**PROMPT**
Please copy out everything from the row containing "task: segment the target" down to the row containing "Trace the outline", both included, with no changes.

**INPUT**
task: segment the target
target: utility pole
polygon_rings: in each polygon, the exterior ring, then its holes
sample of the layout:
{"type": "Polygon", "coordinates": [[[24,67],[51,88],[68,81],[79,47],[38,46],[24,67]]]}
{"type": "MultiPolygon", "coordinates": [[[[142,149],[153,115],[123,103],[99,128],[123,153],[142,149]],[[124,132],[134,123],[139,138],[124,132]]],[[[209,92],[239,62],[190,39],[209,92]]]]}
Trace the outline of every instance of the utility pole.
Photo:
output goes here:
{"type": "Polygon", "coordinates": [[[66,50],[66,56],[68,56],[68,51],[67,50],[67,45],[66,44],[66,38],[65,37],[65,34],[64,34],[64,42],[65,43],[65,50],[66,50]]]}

--

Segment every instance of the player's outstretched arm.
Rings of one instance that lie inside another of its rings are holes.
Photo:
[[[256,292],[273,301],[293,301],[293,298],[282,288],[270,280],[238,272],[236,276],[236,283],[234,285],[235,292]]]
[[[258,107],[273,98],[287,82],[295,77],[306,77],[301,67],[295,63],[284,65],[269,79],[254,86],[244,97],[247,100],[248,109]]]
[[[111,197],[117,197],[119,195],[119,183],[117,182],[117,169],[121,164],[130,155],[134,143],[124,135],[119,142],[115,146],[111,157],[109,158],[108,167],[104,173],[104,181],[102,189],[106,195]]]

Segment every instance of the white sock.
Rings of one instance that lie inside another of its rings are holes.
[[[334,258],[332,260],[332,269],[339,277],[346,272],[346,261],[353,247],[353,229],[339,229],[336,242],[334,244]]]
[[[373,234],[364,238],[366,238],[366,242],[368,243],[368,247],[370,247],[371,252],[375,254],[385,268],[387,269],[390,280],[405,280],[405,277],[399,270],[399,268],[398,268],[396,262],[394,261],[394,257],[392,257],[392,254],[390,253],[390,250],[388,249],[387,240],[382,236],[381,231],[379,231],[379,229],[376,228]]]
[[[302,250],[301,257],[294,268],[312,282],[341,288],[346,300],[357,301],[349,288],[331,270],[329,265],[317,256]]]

**WORKED SOLUTION**
task: segment the target
target: utility pole
polygon_rings: in each polygon, the exterior ring, then its holes
sample of the layout:
{"type": "Polygon", "coordinates": [[[24,67],[51,88],[68,81],[79,47],[38,46],[24,67]]]}
{"type": "MultiPolygon", "coordinates": [[[[142,149],[153,115],[123,103],[99,128],[123,153],[142,149]],[[124,132],[134,123],[139,138],[124,132]]],[[[209,92],[239,62],[190,39],[209,92]]]]}
Trace the outline of every instance of the utility pole.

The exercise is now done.